# THE PROBLEM
Which lines run from the one containing "of the fire" to the end of the entries? Quote them exactly, and nothing else.

Source data
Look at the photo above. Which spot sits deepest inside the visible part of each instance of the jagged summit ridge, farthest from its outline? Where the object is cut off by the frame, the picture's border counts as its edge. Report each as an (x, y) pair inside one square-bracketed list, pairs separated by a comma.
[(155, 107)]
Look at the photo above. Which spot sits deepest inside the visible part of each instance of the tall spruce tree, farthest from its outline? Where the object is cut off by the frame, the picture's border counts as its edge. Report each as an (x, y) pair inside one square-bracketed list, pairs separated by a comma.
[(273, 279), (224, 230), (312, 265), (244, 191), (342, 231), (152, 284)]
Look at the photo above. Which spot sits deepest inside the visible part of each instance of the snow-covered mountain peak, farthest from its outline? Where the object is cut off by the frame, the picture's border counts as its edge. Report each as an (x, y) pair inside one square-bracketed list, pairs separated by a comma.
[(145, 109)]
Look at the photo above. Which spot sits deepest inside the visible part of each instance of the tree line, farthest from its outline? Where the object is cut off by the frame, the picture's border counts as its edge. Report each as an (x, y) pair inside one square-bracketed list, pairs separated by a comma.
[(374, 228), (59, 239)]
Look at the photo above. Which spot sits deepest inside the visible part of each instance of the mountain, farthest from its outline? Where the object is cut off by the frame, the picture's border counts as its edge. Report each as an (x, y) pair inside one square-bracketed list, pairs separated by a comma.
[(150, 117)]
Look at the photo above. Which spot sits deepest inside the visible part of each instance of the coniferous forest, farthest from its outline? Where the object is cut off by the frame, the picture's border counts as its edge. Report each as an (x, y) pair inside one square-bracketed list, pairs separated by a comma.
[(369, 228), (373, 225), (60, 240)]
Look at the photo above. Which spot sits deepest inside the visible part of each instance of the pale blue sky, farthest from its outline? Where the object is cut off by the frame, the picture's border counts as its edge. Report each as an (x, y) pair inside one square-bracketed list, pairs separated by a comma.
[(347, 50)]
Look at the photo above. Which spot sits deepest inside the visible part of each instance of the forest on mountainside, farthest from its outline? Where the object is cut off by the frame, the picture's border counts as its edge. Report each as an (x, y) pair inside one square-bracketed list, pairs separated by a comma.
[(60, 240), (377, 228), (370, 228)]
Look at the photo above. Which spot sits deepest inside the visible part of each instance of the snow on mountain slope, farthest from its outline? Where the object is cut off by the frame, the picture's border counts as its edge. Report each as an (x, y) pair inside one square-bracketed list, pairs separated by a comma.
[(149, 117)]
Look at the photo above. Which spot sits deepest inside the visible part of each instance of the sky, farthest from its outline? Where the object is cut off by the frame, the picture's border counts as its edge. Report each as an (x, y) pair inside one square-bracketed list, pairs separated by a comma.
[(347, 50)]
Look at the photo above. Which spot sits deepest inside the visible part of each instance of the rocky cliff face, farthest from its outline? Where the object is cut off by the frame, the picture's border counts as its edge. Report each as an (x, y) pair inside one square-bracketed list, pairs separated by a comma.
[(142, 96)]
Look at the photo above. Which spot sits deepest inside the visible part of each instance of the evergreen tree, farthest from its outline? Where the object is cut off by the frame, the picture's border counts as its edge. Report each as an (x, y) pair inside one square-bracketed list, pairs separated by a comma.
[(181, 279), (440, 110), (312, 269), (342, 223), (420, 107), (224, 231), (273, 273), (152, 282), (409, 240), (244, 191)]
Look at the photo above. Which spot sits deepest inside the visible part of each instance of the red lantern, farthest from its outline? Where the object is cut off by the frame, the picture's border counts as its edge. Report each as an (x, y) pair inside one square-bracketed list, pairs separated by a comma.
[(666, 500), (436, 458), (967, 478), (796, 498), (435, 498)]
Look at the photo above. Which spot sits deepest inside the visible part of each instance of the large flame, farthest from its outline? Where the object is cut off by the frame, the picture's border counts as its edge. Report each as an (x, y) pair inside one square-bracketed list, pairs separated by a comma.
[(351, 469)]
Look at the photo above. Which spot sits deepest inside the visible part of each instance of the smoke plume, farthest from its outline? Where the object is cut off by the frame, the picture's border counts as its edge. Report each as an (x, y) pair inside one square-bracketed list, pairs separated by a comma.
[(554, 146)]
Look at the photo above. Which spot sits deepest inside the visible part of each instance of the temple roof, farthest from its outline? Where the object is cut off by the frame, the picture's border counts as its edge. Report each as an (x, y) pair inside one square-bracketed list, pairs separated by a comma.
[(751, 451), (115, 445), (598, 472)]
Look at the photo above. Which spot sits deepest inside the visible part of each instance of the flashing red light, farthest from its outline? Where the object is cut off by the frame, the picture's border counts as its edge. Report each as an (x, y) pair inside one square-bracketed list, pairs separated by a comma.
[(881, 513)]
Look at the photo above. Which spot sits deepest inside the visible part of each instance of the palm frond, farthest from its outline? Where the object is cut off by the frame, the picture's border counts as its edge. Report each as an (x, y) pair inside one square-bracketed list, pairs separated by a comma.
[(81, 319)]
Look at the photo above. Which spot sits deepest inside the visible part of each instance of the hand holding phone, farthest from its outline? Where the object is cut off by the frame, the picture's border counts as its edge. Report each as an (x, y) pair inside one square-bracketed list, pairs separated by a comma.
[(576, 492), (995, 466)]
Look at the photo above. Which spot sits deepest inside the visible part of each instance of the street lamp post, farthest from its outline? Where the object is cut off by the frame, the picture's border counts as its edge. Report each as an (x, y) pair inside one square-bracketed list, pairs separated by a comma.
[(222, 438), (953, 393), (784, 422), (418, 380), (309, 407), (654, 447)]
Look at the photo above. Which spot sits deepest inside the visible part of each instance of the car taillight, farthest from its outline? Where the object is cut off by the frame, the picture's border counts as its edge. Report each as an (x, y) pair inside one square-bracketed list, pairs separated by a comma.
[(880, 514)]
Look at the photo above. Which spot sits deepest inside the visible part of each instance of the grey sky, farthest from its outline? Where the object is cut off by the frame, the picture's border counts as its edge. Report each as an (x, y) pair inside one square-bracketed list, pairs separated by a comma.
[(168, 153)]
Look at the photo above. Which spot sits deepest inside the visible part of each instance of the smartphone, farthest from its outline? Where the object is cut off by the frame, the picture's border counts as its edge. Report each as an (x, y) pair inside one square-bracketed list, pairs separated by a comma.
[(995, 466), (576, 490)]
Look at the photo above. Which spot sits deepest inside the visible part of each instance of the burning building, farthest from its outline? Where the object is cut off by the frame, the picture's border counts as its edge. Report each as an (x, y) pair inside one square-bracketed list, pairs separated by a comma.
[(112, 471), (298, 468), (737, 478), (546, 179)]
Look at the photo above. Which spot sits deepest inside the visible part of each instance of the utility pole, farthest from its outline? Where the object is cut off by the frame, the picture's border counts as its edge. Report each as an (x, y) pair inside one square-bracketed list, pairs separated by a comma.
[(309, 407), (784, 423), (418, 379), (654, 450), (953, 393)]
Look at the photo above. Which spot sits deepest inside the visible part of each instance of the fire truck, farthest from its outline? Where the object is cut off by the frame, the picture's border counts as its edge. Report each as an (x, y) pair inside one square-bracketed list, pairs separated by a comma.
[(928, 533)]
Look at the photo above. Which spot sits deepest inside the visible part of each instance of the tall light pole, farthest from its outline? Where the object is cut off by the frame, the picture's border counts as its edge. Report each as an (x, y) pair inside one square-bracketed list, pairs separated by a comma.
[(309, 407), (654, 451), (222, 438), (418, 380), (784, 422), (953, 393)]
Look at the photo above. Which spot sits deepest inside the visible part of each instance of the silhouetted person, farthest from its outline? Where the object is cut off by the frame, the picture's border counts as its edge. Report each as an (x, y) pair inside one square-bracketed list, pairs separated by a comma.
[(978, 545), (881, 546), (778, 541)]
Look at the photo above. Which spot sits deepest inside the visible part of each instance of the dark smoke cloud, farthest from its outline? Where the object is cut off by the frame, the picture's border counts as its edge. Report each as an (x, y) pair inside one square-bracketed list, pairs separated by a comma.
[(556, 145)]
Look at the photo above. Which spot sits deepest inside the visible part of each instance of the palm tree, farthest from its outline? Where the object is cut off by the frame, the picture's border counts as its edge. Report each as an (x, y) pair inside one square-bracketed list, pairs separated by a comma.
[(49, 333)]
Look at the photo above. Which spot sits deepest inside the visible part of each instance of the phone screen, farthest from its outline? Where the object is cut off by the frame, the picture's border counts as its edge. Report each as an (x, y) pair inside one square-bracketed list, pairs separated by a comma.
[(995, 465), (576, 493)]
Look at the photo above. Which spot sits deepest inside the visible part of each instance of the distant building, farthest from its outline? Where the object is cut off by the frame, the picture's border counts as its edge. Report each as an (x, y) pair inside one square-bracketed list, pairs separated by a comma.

# ANSWER FOR THIS EXERCISE
Look at the photo above. Which spot sits deepest inside the visible part of each instance of the fire truck, farthest from its outline? Where the object is cut off by the frame, the picture's border counts as its edge. Report each as an (x, y) pair inside one square-bracketed list, pairs separated by a comma.
[(928, 533)]
Look at the photo above. Which spot sits deepest inside the visible part of each instance of the tall light pole, farthest from its outline? Where the object is cut off by the frame, the picture's border counts as its edge. Report each as an (x, y) pair inside one square-bracketed list, pairs separated by a comma.
[(309, 407), (654, 451), (222, 438), (418, 380), (784, 422), (953, 393)]
Look at the photo above. Which spot sits deepest inside the visible part of each instance of the silhouetted person, farthest from its outline? Where the object is cut off by the frame, the picture's border counts as its edge. Report each as an (x, y) pair inside one square-bracketed list, pairs separated by a comma.
[(978, 545), (881, 546), (778, 541)]
Look at the photo above. Which spot sits deepest inside the visible part of each instance of the dark smoke cloud, farthest from its outline? Where the object is cut off by the frame, the picture's border counts as its edge. Report each as an (x, y) pair inside one square-bracketed list, pairs separated by a comma.
[(556, 145)]
Look at the photo above. Which spot sits deepest inside the visible part of each instance of the palm tree, farthest from its outline? Where the object is cut off by the frame, the picture's border counts as its edge. Report each as an (x, y) pair inside one square-bracketed list, pairs separated by a comma.
[(49, 333)]
Look at the photo above. Which spot sits deepest inside the visible part of each instance of the phone screen, farthest from its outline? Where the object is cut off by the frame, the picture's border counts as its edge. Report each as an (x, y) pair inside one square-bracketed list, pairs separated by a comma.
[(995, 465), (576, 493)]
Look at the photo above. Which spot sits deepest inside the visible part of each instance of the distant building, farthest from its outline? Where the object is cut off by the frame, the picture's border counts as its edge. Report each as an (x, y) pair inside one square-bracketed list, pairs separated by a comma.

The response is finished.